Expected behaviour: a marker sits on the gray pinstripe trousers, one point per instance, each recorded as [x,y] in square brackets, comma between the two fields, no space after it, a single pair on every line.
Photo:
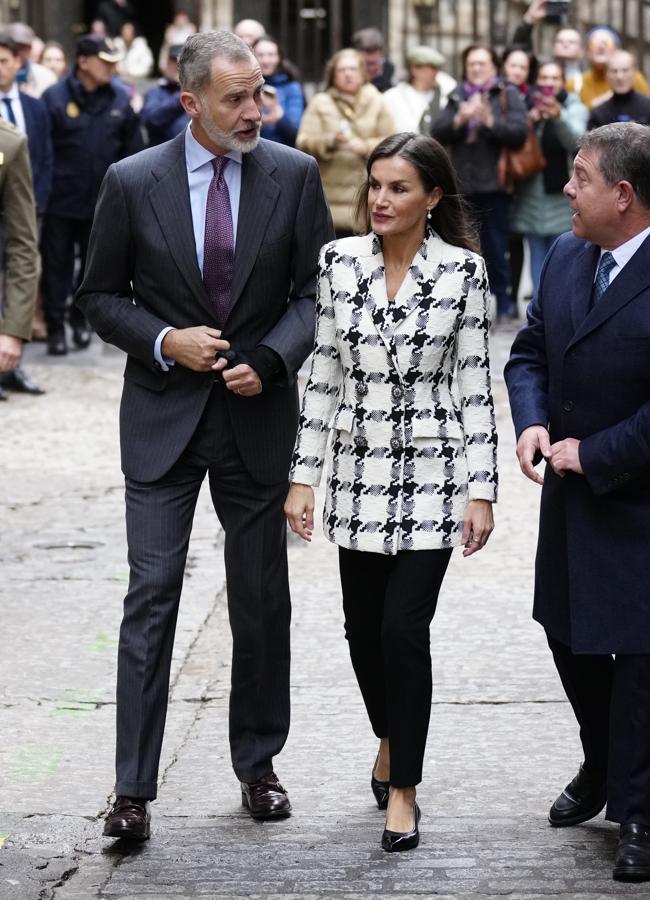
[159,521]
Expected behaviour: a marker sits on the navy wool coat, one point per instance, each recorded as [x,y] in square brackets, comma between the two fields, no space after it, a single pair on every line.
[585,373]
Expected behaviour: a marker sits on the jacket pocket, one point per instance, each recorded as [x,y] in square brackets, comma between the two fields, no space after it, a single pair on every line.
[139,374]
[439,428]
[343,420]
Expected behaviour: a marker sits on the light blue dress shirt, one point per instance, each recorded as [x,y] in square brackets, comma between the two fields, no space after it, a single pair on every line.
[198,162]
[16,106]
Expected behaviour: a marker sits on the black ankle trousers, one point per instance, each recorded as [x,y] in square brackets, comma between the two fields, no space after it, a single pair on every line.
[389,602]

- _EXERCISE AIM_
Please recast every line of the rows above as a JSON list of strings, one string per line, with blank lines and the pictures left out.

- _TASK OUTPUT_
[
  "Expected behaviour: a marker sits on the gray pinstripe trousers, one point per instance, each recorded as [x,y] in square brackets, comma between the two fields, no space after it, a single pair on every line.",
  "Photo:",
  "[159,521]",
  "Expected behaviour: a marker sits on the navy wool coat, one point per instance, each recorded as [x,y] in square brackets, comma between the two fields, no space after it, a single pair on every line.",
  "[585,373]",
  "Expected behaviour: a marker sits on the jacket pocket, one point per instance, each recorded as [x,y] in square brackets, comma between the two fields, no space after it, a single pair on every line.",
  "[139,374]",
  "[439,428]",
  "[343,420]",
  "Expected behaviour: a marker sits on the light blue dress shirt, one point per instance, each recorded as [x,y] in square brackets, comma between the two fields, no space after it, a single pair on every line.",
  "[198,162]",
  "[16,106]",
  "Expected behaviour: a marker sits on the black ankle trousers, one point per instance, each recorded as [x,y] in square brackets, comma between the two fields, no space after it, a single pair on every line.",
  "[389,602]"
]